The Three Incestuous Sisters is a picture book by Audrey Niffenegger. I loved The Time Traveller's Wife and have her next one on my pile of imminent reads. This is a twisted, gothy story that reminded me a bit of Tim Burton's melancholy tales and also Edward Gorey. Strange and broken and haunting, it echoes with some of my Real Life. And also, there are goth girls without any clothes on.

Saturday, March 14, 2009

Destined for closure

The new issue of The DFC has some very sad news: it's closing in two issue's time. What a shame.

As I blogged last year, it's the first original, non-tie-in comic to launch since the short-lived Wildcat in 1988. For the past 41 weeks it has boasted no tie-ins to TV or movies or computer games, no cover-mounted freebies, no advertising. Just a mad squodge of new comic-strips through your letterbox to look forward to every Friday. Says the announcement:
"We're really sorry that we have to stop so suddenly, and that your stories are going to be interrupted. But we haven't been able to find the funding to cover the cost of creating more comics."

────────────────────

◆ What this exercise asks:
- A) Quote the stretch of the blog excerpt from "The Three Incestuous" through "What a shame.".
- B) Answer these questions from the blog excerpt:
(i) Which picture book by Audrey Niffenegger does it describe?
(ii) For how many weeks has The DFC been running?
(iii) On which day of the week does The DFC arrive?
- C) Write a continuation of the blog excerpt about The DFC, starting after its final sentence.
The records that come next have no connection to the blog excerpt above.

────────────────────

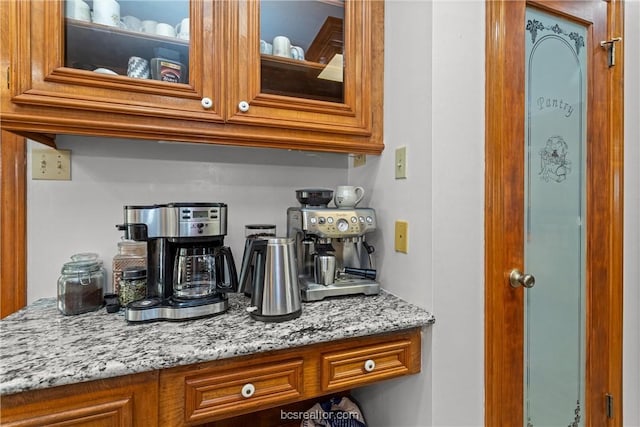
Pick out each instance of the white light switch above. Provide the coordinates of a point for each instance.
(51, 164)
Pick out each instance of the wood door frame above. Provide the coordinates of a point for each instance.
(504, 100)
(13, 223)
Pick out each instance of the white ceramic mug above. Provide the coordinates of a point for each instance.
(167, 30)
(297, 53)
(266, 47)
(282, 46)
(78, 9)
(106, 12)
(149, 26)
(131, 23)
(182, 29)
(348, 196)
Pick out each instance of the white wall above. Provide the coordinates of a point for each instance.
(434, 105)
(66, 217)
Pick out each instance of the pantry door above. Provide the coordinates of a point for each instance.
(553, 213)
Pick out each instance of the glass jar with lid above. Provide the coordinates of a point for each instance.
(130, 254)
(81, 286)
(133, 285)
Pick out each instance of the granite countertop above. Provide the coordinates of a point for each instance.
(40, 348)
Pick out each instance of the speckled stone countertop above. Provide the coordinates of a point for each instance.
(40, 348)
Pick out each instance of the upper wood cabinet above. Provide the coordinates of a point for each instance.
(227, 89)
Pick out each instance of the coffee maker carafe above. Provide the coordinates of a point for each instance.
(190, 271)
(333, 256)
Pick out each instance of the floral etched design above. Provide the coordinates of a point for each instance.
(533, 26)
(554, 165)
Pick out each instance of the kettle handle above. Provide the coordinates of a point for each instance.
(232, 284)
(253, 247)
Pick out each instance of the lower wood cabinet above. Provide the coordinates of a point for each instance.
(124, 401)
(214, 392)
(222, 392)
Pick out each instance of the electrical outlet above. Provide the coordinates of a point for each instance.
(359, 160)
(402, 238)
(51, 164)
(401, 163)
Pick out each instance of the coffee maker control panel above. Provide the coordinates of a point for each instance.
(201, 221)
(337, 223)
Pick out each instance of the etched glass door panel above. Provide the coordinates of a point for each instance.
(141, 39)
(555, 161)
(302, 49)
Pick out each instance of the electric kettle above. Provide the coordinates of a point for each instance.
(275, 295)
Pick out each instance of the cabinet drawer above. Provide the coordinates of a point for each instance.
(214, 394)
(352, 368)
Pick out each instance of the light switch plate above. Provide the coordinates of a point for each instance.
(359, 160)
(402, 238)
(401, 163)
(51, 164)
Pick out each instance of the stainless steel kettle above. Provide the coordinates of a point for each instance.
(275, 293)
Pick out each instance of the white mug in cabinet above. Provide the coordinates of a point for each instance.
(282, 46)
(106, 12)
(78, 9)
(182, 29)
(348, 196)
(149, 26)
(131, 23)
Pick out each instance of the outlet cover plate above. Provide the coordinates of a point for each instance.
(402, 238)
(401, 163)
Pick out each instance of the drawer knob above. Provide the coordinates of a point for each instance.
(243, 106)
(248, 390)
(369, 365)
(206, 103)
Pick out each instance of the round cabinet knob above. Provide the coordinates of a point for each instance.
(369, 365)
(206, 103)
(248, 390)
(243, 106)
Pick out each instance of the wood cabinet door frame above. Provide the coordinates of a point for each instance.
(13, 223)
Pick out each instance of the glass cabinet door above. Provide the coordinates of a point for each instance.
(141, 39)
(305, 64)
(142, 58)
(302, 49)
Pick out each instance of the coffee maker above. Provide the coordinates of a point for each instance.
(333, 257)
(189, 270)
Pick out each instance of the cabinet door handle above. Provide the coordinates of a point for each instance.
(248, 390)
(207, 103)
(243, 106)
(369, 365)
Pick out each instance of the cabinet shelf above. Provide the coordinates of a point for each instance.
(292, 77)
(90, 46)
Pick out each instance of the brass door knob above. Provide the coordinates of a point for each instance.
(517, 279)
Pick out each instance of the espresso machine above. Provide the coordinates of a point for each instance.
(332, 255)
(189, 270)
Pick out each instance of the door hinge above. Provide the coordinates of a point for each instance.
(610, 45)
(609, 405)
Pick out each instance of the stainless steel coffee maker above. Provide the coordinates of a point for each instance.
(333, 257)
(189, 270)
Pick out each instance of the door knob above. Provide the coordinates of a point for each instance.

────────────────────

◆ Answers provided:
- A)
The Three Incestuous Sisters is a picture book by Audrey Niffenegger. I loved The Time Traveller's Wife and have her next one on my pile of imminent reads. This is a twisted, gothy story that reminded me a bit of Tim Burton's melancholy tales and also Edward Gorey. Strange and broken and haunting, it echoes with some of my Real Life. And also, there are goth girls without any clothes on.

Saturday, March 14, 2009

Destined for closure

The new issue of The DFC has some very sad news: it's closing in two issue's time. What a shame.

- B)
(i) The Three Incestuous Sisters
(ii) 41 weeks
(iii) Friday

- C)
They promise there'll be ways to "find out what happens next in all the stories", but that's not quite the same.

My favourite strip is probably Fish-Head Steve by Jamie Smart, about a village of people who all have strange heads. But the range of styles and stories had been extraordinary: from the dark and scary Mezolith to the kooky Bodkin and the Bear, from the beautifully drawn sci-fi epic The Spider Moon to the strange adventure of Sneaky - cleverest Elephant in the world.

It's a been a fantastic ride for the last 41 weeks. I've had concerns about some of it: a couple of strips that left me cold, and sometimes the structure of strips has been odd, episodes not adding anything to what we've already learnt or finishing on what are hardly cliffhangers. But on the whole it's been a brilliant, fresh and vibrant read.

And, obviously, I learn it's closing the day after I sent them a submission.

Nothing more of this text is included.